• _REQUIREMENT_
Continue the blog post below about the muddy obstacle race in Auckland, picking up after its last sentence.
--- PASSAGE PROVIDED ---
Friday, July 8, 2011

Mud hoppers

This post is not directly about food, but it is about eating stuff.

Over the last weekend, an annual event was run (well actually, quite a bit of it was crawled) over a 6km course in Auckland.  Nothing unusual about cross country running in New Zealand, but this one involved obstacles to crawl under or climb over and a very large amount of mud.  Two TV news presenters took part, so there was plenty of footage to analyse.

I am all for active sports, but I wonder how many of the competitors will regret the weekend's activities, and not just for sore muscles.  At one point, the competitors crawled, sploshed or "swam" though a trench full of thick mud.  At least one competitor dived headfirst into the mud as if he were diving into the surf.  None of the participants could have avoided getting some of the mud in their mouths.

Soil is interesting stuff - it's the goto place for microbiologists if they need to isolate a microorganism that has a particular characteristic; it's one of the best sources of bacteria.  If animals have been grazed on the paddock, or water in the mud has drained from a farm, it is likely that the mud will contain many faecal organisms.  In 2008, there was a significant outbreak of campylobacteriosis after a mountain bike race, in which competitors got very muddy.  None of the support crews became ill.
--- DATA ---
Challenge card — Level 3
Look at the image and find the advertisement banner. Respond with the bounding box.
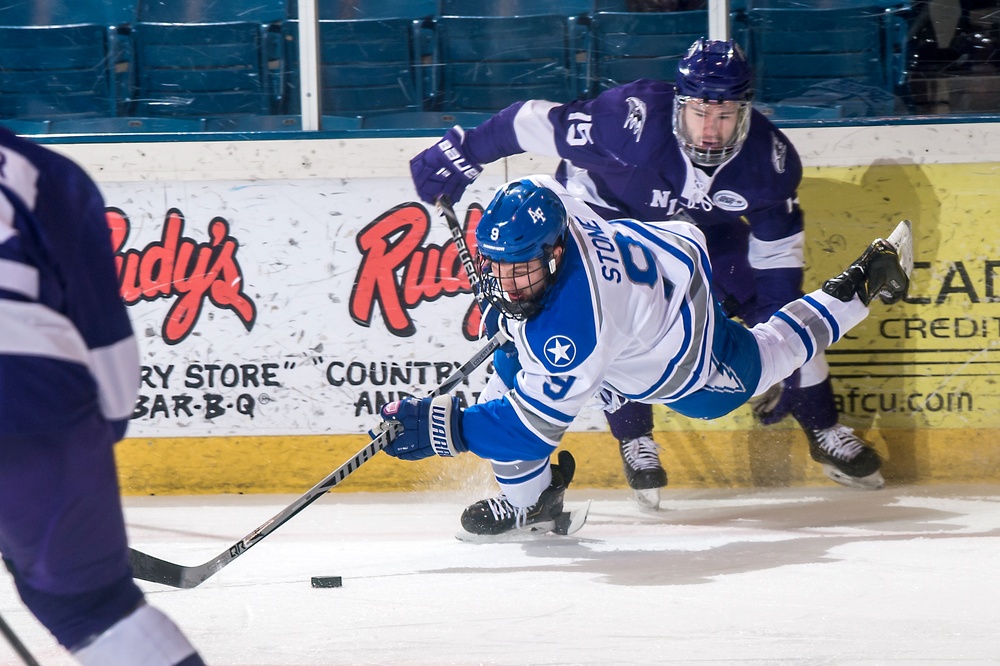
[110,178,602,438]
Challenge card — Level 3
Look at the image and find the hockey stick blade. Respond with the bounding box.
[129,332,507,589]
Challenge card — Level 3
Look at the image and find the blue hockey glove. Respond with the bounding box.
[376,395,469,460]
[410,125,483,204]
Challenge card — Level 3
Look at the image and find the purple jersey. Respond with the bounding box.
[0,130,139,437]
[466,79,803,325]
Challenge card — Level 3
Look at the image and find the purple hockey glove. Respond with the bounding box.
[410,125,483,204]
[376,395,469,460]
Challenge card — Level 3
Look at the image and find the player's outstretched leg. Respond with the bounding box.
[823,220,913,305]
[462,451,576,536]
[618,433,667,509]
[803,220,913,490]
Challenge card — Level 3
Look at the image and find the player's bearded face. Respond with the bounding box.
[491,258,549,303]
[682,99,741,149]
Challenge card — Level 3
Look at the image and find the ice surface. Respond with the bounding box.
[0,486,1000,666]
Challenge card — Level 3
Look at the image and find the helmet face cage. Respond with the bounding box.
[673,38,753,166]
[479,248,558,321]
[476,179,567,320]
[674,95,751,166]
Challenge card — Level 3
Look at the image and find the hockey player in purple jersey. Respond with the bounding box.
[0,129,203,666]
[411,40,884,508]
[381,176,913,535]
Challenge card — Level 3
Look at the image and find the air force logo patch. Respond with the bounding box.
[542,335,576,368]
[623,97,646,143]
[771,134,788,173]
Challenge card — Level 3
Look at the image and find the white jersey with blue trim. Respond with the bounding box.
[463,176,716,461]
[0,130,139,437]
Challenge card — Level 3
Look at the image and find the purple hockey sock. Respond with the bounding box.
[785,375,839,430]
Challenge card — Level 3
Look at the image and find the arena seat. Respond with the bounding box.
[131,0,284,118]
[0,23,120,120]
[434,14,585,112]
[747,5,894,103]
[286,0,438,20]
[283,18,425,116]
[590,10,708,94]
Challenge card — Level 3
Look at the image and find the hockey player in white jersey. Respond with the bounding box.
[0,129,204,666]
[381,176,913,534]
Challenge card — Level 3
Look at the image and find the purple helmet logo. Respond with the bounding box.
[677,38,753,102]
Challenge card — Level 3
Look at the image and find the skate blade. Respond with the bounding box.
[632,488,660,511]
[455,500,590,543]
[886,220,913,277]
[823,465,885,490]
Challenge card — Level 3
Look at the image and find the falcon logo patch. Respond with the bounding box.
[712,190,748,211]
[771,134,788,173]
[623,97,646,143]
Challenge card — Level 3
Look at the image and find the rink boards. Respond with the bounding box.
[47,124,1000,494]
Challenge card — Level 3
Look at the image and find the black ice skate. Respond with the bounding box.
[823,220,913,305]
[804,423,885,490]
[462,451,582,536]
[619,435,667,510]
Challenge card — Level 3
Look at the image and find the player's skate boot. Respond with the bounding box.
[462,451,576,536]
[805,423,885,490]
[618,434,667,510]
[823,220,913,305]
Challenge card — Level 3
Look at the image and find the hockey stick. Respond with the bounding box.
[437,194,483,307]
[129,331,507,589]
[0,617,39,666]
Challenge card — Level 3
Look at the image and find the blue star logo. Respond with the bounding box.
[544,335,576,368]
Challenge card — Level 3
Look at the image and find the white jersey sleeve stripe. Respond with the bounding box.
[0,300,90,366]
[514,100,559,157]
[0,259,39,301]
[747,231,806,270]
[90,336,139,421]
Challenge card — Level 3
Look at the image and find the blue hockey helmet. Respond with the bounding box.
[674,38,753,166]
[476,179,569,319]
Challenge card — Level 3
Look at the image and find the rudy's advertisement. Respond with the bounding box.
[110,179,600,437]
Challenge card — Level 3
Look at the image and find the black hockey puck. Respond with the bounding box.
[312,576,344,587]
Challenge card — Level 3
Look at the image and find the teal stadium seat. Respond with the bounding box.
[132,0,285,118]
[747,6,895,113]
[590,10,708,94]
[287,0,438,21]
[0,0,134,121]
[434,14,585,112]
[438,0,594,98]
[283,18,424,116]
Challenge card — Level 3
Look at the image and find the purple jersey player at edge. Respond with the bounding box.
[410,39,884,508]
[0,129,204,666]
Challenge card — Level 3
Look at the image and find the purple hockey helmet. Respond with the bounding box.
[674,38,753,166]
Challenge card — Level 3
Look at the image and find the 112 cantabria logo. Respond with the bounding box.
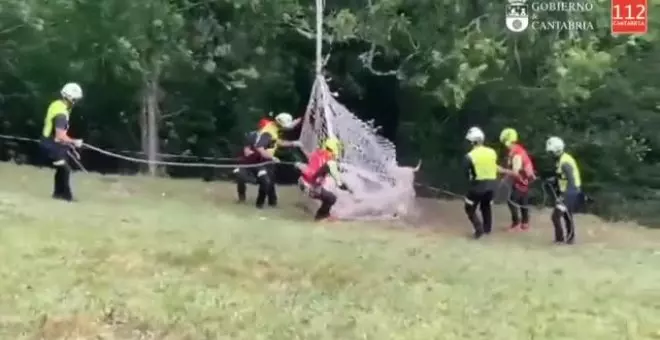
[610,0,649,34]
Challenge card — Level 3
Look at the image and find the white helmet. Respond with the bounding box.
[275,112,293,129]
[60,83,82,102]
[465,126,486,143]
[545,136,564,154]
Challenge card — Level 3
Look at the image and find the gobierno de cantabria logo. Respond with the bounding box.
[505,0,529,32]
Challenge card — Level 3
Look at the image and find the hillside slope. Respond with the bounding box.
[0,164,660,340]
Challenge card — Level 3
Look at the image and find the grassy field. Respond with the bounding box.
[0,164,660,340]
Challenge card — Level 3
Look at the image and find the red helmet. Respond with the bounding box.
[257,118,273,129]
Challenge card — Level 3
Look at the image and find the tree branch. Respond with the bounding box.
[160,106,188,120]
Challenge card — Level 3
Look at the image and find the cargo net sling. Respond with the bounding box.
[300,76,415,220]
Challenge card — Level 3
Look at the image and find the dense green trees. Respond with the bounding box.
[0,0,660,226]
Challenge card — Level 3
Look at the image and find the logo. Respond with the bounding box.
[610,0,649,34]
[505,0,532,32]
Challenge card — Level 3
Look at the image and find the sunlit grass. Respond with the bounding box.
[0,165,660,340]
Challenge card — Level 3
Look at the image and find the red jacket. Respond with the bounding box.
[509,143,536,191]
[301,149,333,185]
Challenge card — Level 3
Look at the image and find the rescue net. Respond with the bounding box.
[300,76,415,220]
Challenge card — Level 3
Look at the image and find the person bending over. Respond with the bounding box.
[296,138,349,221]
[545,136,582,244]
[39,83,83,202]
[500,128,536,231]
[465,126,497,239]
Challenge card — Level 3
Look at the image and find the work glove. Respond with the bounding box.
[71,139,83,148]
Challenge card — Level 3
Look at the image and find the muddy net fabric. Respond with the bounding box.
[300,77,415,220]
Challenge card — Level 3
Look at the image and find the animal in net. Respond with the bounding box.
[300,76,415,220]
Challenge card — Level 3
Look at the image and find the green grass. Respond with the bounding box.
[0,164,660,340]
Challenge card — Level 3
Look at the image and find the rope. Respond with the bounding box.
[80,143,295,169]
[0,134,296,169]
[0,134,237,162]
[415,180,548,209]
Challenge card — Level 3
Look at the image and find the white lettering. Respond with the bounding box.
[532,1,594,12]
[531,21,594,31]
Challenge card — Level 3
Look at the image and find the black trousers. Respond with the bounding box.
[233,165,277,208]
[551,192,582,243]
[465,188,495,238]
[39,139,73,201]
[298,179,337,221]
[507,186,529,225]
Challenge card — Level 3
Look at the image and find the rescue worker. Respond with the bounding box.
[545,136,582,244]
[500,128,536,231]
[233,113,300,209]
[465,126,498,239]
[39,83,83,202]
[296,138,349,221]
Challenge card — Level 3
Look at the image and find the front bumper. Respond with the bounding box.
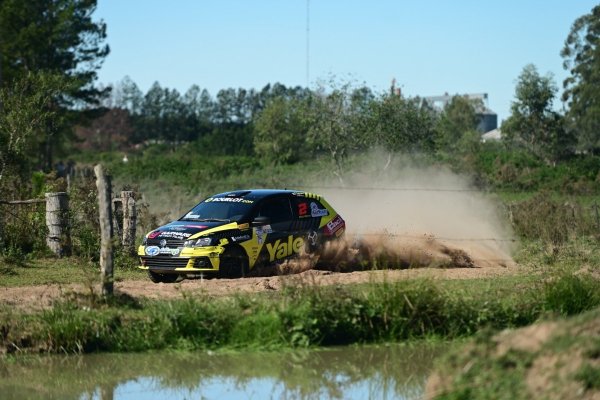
[138,246,223,274]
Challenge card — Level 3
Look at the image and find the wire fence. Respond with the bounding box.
[0,185,600,261]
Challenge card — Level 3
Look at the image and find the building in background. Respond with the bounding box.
[423,93,498,134]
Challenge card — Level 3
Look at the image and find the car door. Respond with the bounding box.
[255,197,299,262]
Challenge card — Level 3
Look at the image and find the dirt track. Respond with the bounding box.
[0,266,518,309]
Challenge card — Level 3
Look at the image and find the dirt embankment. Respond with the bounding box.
[425,309,600,400]
[0,236,518,309]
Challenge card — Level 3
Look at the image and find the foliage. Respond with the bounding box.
[0,72,67,181]
[435,96,483,154]
[510,192,598,246]
[561,5,600,153]
[360,94,435,160]
[0,0,109,170]
[0,277,600,353]
[502,64,573,164]
[254,97,308,163]
[307,83,371,180]
[427,304,600,400]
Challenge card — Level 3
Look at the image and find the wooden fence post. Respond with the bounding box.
[113,197,123,238]
[121,191,137,254]
[46,192,71,257]
[592,201,600,232]
[94,164,114,296]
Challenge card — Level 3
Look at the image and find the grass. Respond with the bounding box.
[428,307,600,399]
[0,257,146,287]
[0,275,600,353]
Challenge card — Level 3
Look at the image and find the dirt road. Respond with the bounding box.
[0,266,518,309]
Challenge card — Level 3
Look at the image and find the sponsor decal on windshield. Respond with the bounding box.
[310,201,329,217]
[204,197,254,204]
[158,231,192,239]
[267,235,304,261]
[324,215,346,235]
[298,203,310,218]
[231,234,250,242]
[145,246,160,257]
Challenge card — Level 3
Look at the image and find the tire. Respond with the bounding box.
[219,248,249,279]
[148,270,180,283]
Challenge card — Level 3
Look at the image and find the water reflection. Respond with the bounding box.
[0,344,441,400]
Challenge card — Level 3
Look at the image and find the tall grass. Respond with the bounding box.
[0,275,600,353]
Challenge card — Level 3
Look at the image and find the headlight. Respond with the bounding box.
[183,238,212,247]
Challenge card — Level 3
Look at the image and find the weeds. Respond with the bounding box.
[2,276,600,352]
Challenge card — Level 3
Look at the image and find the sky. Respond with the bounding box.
[93,0,598,123]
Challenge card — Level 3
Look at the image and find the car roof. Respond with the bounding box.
[211,189,305,200]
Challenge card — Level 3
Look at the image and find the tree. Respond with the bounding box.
[307,82,366,183]
[561,5,600,153]
[365,94,435,169]
[0,72,67,181]
[254,97,307,163]
[502,64,573,164]
[0,0,109,169]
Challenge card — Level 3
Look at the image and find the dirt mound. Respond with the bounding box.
[425,309,600,399]
[249,234,514,277]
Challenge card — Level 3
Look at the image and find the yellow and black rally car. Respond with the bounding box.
[138,189,346,283]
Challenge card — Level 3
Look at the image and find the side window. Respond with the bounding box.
[258,198,293,228]
[292,197,329,220]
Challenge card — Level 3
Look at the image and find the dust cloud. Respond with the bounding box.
[321,153,514,267]
[277,153,514,273]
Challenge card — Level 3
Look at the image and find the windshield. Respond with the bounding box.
[180,197,253,222]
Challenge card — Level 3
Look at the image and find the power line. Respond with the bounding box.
[286,185,486,193]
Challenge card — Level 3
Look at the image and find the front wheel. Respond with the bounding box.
[219,249,249,279]
[148,271,179,283]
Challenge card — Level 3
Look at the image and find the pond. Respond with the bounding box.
[0,343,444,400]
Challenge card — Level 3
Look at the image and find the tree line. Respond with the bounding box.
[0,0,600,188]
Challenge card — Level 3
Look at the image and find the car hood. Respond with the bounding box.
[148,221,229,240]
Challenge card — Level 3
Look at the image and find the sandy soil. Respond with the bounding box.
[0,235,519,309]
[0,266,517,309]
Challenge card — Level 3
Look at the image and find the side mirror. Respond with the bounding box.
[252,216,271,226]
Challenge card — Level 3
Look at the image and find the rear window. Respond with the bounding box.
[180,197,254,222]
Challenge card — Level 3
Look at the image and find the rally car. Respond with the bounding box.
[138,189,346,283]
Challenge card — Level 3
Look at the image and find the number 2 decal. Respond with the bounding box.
[298,203,308,217]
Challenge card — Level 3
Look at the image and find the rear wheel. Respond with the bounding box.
[148,270,179,283]
[219,248,249,279]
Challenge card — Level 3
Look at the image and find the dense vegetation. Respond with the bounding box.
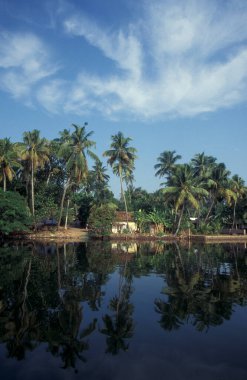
---
• _REPLY_
I'm sure that mud running allows us to relive our childhood without being scolded for getting dirty and it's certainly a good spectator sport, but competitors should be aware of the risks associated with eating the stuff.


Anonymous said...

But people have the immune-system ....

John said...

You are correct. However, the immune system often fails to protect us from food or, in this case, mud borne infection when the bacteria are ingested. See the link above to an earlier post on infections arising from mountain biking.